» **PROVIDED MATERIAL**
=== Section Start ===
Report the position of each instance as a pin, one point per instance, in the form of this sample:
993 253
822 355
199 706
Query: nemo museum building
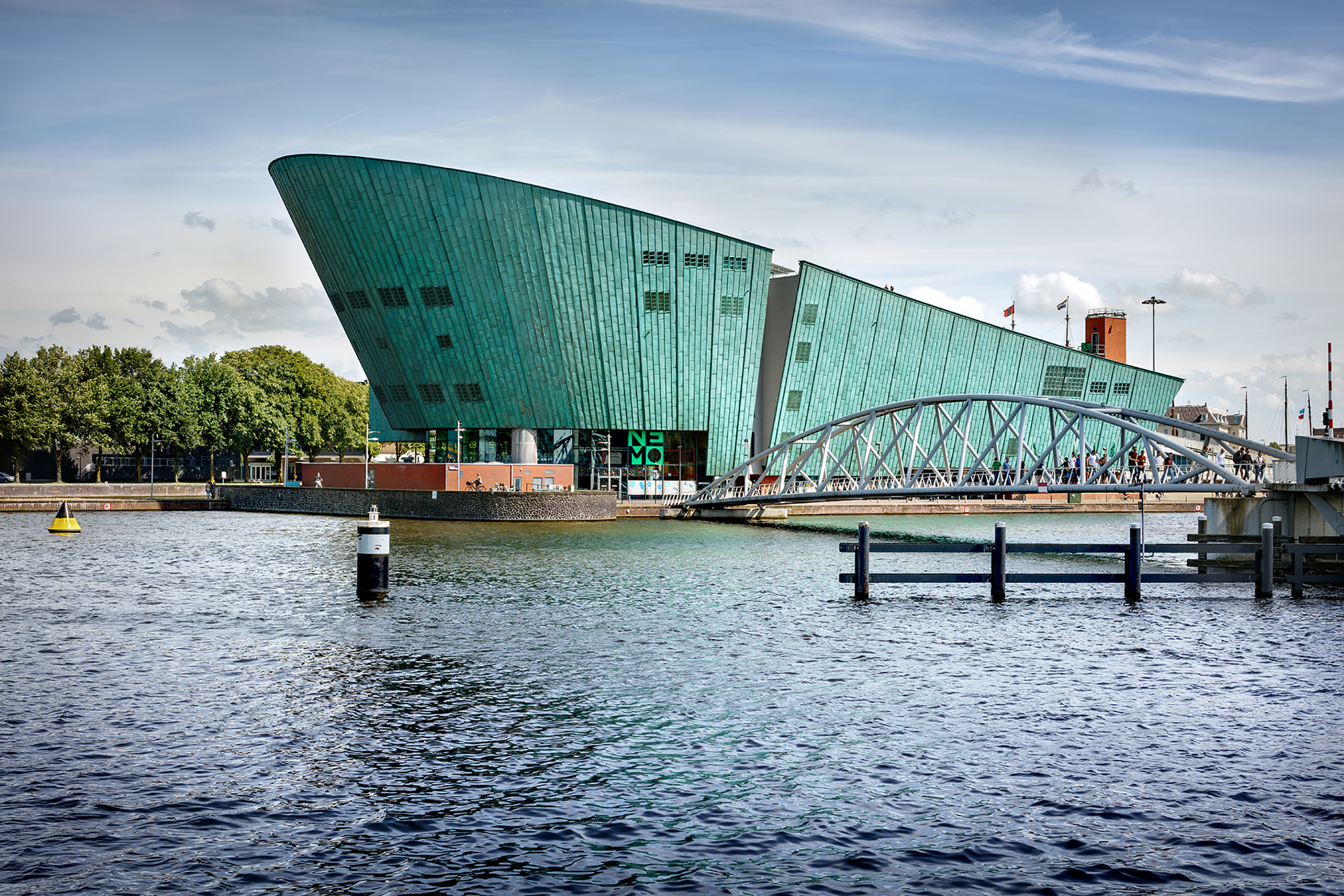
562 330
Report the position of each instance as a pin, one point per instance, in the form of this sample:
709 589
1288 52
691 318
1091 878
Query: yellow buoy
63 524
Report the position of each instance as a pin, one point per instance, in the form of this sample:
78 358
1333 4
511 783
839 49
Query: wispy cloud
196 219
1050 46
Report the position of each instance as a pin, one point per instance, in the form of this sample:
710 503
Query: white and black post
375 541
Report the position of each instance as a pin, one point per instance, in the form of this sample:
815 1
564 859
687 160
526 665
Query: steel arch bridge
945 446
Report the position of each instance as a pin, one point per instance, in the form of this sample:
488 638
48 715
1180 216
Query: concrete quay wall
425 506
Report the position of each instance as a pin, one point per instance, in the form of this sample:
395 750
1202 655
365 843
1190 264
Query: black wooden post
1265 563
1132 558
861 563
1297 574
998 563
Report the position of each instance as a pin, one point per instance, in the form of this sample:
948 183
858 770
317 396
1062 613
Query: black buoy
375 541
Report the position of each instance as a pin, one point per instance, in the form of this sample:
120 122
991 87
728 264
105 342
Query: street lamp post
1155 303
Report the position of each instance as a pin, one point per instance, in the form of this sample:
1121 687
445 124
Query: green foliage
123 398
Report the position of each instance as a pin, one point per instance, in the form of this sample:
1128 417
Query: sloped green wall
549 315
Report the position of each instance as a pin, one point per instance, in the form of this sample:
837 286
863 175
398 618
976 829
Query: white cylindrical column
375 541
523 446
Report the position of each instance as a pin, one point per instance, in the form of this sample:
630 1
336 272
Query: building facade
561 330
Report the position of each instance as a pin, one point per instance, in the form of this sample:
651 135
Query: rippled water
196 703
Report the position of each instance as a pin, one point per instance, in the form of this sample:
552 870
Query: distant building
1206 417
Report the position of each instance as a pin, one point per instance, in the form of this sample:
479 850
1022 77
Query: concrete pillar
523 446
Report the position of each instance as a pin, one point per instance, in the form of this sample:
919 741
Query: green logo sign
645 448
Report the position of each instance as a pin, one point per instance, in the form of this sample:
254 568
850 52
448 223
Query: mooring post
998 581
1202 527
861 563
1297 574
373 551
1132 556
1265 578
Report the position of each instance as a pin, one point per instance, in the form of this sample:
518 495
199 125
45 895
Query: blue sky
967 153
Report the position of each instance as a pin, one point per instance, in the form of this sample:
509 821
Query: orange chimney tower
1105 333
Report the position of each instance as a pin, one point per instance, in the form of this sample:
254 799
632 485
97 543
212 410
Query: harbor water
198 703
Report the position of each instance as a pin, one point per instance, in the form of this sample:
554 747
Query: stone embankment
425 506
108 496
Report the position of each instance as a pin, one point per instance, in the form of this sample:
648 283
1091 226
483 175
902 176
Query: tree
213 389
28 416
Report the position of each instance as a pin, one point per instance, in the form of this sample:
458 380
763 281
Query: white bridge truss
948 445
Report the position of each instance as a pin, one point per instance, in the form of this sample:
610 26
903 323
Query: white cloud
1211 288
237 313
1043 292
1050 46
1092 183
966 306
196 219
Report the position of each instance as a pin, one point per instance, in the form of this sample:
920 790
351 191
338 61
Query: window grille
1064 382
468 393
431 393
393 297
732 306
436 297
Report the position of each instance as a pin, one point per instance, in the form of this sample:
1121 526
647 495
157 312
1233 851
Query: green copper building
558 328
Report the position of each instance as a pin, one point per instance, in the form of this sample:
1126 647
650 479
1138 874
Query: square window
431 393
436 297
468 393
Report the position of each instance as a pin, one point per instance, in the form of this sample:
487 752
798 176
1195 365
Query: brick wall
424 506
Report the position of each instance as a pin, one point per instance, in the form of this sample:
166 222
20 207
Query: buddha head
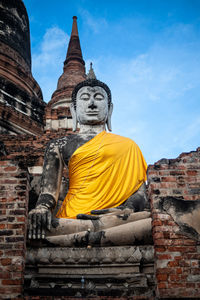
91 103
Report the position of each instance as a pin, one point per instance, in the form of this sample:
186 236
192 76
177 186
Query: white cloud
96 25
=== Section End ===
All entries are to be duplicated exactly, with the pictures left out.

Report the position of each instance as a pin, one point per instance, in the form of this sample:
993 253
822 355
199 706
Query: nemo museum building
562 330
Report the position of each instance as a pin, one point per instance, in the form of this sample:
709 589
1288 52
691 318
1091 878
Query: yellow buoy
63 524
Report the position of each instance as a pin, one point per instance, in the form of this sample:
78 358
1333 4
511 783
839 49
Query: wispy cloud
196 219
1050 46
Report the position of each instance as a pin, one point per instance, in the form of this sample:
710 503
Query: white and black post
375 541
Report the position of each instance as a pin, one point per instance, in the form of this sample:
815 1
564 859
687 160
526 665
Query: steel arch bridge
945 446
Report the position of each instance as a pin, one point per instance, in the form of this sample:
488 638
48 715
1180 216
Query: concrete quay wall
425 506
Report the position of each instance as a pin, one point per instance, in the form of this sample:
395 750
1202 655
365 843
1190 264
Query: black wooden post
1265 563
1132 558
861 563
1297 574
998 563
Report the position of each instance as a pin, one point per instance, in the form of this sample:
948 183
858 770
317 396
1062 613
Query: black buoy
375 541
Report the position of each instance as a pin, one point per instance, in the form of this sample:
120 122
991 87
728 264
105 342
Query: street lamp post
1155 303
Report the position of each instance as a pin, one point per instance, in the form of this sample:
1121 687
445 124
Query: green foliage
123 398
Report the position of each instance as a pin, one point per instance, in the form of this sample:
1128 417
Query: sloped green wall
549 315
Report the position of each instance as a pin, one point per instance, in the form of this sample:
837 286
863 175
398 618
976 829
Query: white cylindrical column
375 541
523 446
Report the position of each instance as a pin, one point per instance, in the form of this sample:
630 1
336 272
Query: building facade
561 330
Report the position of each instance as a pin, one point per instance, in the form of this sample:
651 135
Query: rippled water
196 703
Report the position of each instance as a pin, one point per instance, in the form of this sample:
552 870
Query: distant building
1206 417
Report the position of each instance as a pin, one point per instance, in the form of this sample:
479 850
1022 77
Query: concrete pillar
523 446
Report the position of each instance as a pin, one point per instance, in the form of this sample:
919 741
Query: green logo sign
645 448
Report the position of each instance as a pin, one point per instance, in the form of this sample:
254 568
850 52
448 223
Query: mooring post
998 581
1202 527
861 563
1297 574
373 551
1132 556
1265 578
Report the position of each instance as a pin, one point per instance, in the form of this sample:
518 495
199 125
45 895
Query: blue sky
967 153
Report the position of each instance as a pin, one point per instance, in the form of this sample:
509 821
Query: orange chimney tower
1105 333
Report the position of each instance as a pin, one point per instance, in the form of this sample:
254 799
632 485
97 543
212 410
Query: harbor water
198 703
Report the position of each instance as a pin, one point per instance, in the form of this sample:
554 747
Query: stone embankment
425 506
108 496
Report the position of each instance as a pin, one point per instance, in the form of this sample:
648 283
1091 226
483 175
902 176
Query: tree
213 389
28 416
Report the position of each instance as a pin, one point per instance, in the form of this sample:
458 380
763 281
Query: white bridge truss
948 445
Report the position of each instance as a pin, one point per instance, in the form of this sample:
610 26
903 323
Query: white cloud
1211 288
237 313
1043 292
1050 46
1092 183
966 306
196 219
Report the position of each instance as a pin, one point per instance, in the form of this sample:
920 790
351 191
338 61
Query: window grille
1064 382
468 393
431 393
393 297
732 306
436 297
Report the position of each instance as a pin, one point per instance, in the form of this sample:
1121 526
647 495
157 312
1233 851
Query: green copper building
558 328
Report the position of each instance as a pin, one point per instance, in the form of this sample:
1126 647
650 479
1138 874
Query: square window
431 393
436 297
468 393
Report the position of each instance as a pin, one point per instance, in the form of this sample:
487 752
798 176
1195 365
Query: brick wall
424 506
Report the position of each instance as a pin, one point per instance, in the form of this sample:
166 222
20 207
Query: buddha head
91 103
Report the position of each instance as a pin, one point per instance, in the form of this sample:
186 236
192 76
177 186
Query: white cloud
96 25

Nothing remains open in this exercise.